PROBLEM DESCRIPTION: Reproduce every line between the line holding "Phrase: landing gear wheel" and the line holding "(1086, 514)", inclusive. Keep the phrase lines unchanged, and multiply each point coordinate by 0.2, rounding to whole numbers with halves rounded up.

(Pointing and labeling rows)

## START

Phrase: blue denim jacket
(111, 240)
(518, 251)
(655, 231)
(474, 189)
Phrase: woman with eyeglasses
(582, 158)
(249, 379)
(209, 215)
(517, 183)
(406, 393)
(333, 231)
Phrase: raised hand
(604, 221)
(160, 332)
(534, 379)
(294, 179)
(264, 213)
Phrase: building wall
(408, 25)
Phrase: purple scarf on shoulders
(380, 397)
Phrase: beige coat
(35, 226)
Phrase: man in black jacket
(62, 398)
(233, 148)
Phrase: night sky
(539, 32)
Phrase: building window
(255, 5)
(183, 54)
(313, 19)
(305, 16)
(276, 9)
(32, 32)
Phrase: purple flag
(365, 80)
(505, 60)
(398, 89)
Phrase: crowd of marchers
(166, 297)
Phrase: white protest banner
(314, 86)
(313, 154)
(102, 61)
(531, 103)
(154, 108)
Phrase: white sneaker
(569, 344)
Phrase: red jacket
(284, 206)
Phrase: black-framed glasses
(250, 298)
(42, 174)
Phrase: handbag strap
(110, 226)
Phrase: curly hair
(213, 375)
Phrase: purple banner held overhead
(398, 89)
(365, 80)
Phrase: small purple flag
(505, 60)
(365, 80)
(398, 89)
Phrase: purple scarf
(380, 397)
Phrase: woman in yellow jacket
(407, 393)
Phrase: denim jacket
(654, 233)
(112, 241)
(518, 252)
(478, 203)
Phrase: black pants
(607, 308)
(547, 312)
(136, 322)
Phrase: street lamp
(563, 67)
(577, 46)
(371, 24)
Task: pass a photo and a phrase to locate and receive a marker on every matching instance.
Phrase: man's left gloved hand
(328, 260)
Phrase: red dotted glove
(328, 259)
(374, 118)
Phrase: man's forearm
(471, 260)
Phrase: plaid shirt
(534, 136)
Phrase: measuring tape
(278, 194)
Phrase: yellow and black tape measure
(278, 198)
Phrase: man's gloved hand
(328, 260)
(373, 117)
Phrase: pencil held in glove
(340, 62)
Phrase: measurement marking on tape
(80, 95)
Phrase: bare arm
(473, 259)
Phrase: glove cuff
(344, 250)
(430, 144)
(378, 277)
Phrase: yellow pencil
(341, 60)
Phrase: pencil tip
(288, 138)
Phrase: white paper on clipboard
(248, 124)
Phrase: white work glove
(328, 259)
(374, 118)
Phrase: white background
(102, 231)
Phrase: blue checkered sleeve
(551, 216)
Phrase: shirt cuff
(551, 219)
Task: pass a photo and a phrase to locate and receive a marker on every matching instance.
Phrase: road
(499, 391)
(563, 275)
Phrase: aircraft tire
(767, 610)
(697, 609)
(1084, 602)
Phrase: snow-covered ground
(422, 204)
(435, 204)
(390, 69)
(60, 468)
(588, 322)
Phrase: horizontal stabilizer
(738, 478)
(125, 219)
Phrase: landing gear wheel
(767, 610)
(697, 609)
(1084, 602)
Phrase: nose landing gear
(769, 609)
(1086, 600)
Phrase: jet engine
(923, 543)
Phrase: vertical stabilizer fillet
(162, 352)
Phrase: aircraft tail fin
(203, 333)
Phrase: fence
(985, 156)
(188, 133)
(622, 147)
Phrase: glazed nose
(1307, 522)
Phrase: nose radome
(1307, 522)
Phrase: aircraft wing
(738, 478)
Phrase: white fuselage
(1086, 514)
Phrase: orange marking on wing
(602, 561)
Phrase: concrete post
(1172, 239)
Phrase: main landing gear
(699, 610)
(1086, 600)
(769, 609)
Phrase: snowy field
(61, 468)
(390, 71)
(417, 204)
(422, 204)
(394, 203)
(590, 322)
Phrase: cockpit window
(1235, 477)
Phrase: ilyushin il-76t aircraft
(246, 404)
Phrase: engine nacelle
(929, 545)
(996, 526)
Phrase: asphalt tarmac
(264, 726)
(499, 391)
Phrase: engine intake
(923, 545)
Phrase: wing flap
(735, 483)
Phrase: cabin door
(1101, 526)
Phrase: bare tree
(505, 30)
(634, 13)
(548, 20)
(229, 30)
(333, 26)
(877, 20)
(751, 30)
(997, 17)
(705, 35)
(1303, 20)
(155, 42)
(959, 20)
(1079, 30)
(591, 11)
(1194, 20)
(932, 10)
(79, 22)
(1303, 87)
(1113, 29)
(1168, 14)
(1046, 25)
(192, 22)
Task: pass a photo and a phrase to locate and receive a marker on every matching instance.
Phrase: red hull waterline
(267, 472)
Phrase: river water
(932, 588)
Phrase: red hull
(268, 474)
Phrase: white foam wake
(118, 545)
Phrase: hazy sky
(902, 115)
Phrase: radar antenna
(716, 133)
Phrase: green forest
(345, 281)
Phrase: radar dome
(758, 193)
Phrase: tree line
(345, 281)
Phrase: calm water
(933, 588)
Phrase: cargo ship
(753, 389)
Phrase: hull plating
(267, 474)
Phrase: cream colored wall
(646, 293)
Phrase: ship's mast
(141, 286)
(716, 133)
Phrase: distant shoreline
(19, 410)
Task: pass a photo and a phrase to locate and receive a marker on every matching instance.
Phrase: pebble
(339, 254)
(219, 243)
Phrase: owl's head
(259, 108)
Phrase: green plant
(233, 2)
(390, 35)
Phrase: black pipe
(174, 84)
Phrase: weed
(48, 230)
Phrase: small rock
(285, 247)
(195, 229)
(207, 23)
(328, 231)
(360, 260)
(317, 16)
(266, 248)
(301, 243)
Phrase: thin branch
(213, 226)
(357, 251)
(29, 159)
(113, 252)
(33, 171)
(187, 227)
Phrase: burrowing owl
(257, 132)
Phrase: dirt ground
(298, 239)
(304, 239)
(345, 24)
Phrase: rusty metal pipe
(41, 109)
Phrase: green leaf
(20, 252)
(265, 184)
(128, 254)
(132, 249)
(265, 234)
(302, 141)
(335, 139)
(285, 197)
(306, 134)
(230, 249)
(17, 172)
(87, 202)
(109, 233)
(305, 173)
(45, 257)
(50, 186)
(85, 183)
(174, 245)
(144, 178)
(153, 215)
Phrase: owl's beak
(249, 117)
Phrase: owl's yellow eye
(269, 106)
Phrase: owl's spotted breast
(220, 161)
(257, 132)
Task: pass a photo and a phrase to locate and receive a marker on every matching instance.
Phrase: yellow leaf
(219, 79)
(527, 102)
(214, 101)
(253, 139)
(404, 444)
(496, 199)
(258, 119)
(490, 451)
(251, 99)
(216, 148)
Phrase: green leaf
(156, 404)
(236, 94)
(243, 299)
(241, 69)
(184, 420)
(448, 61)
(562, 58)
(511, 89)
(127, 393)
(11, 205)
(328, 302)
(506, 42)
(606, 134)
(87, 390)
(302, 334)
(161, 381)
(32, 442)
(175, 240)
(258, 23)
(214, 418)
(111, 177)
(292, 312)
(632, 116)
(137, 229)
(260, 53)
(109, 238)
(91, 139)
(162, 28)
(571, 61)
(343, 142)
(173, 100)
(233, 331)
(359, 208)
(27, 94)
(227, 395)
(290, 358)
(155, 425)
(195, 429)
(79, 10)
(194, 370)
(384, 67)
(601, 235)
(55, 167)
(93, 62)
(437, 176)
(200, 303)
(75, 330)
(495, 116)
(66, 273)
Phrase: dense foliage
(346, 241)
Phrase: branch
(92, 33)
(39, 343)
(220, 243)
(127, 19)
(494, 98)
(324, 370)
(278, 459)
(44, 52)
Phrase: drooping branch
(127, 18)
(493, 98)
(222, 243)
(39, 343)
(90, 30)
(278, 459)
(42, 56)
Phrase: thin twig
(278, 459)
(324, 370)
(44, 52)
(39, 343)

## END

SOLUTION BELOW:
Phrase: landing gear wheel
(153, 122)
(139, 122)
(217, 120)
Phrase: nose landing gear
(154, 122)
(217, 120)
Phrase: jet engine
(185, 109)
Phrase: vertical stabilizer fillet
(32, 70)
Phrase: aircraft tail fin
(41, 67)
Phrase: fence
(197, 31)
(38, 27)
(124, 29)
Phrase: glazed nose
(261, 104)
Phrase: nose radome
(261, 104)
Phrase: aircraft wing
(148, 96)
Phrase: white fuselage
(217, 103)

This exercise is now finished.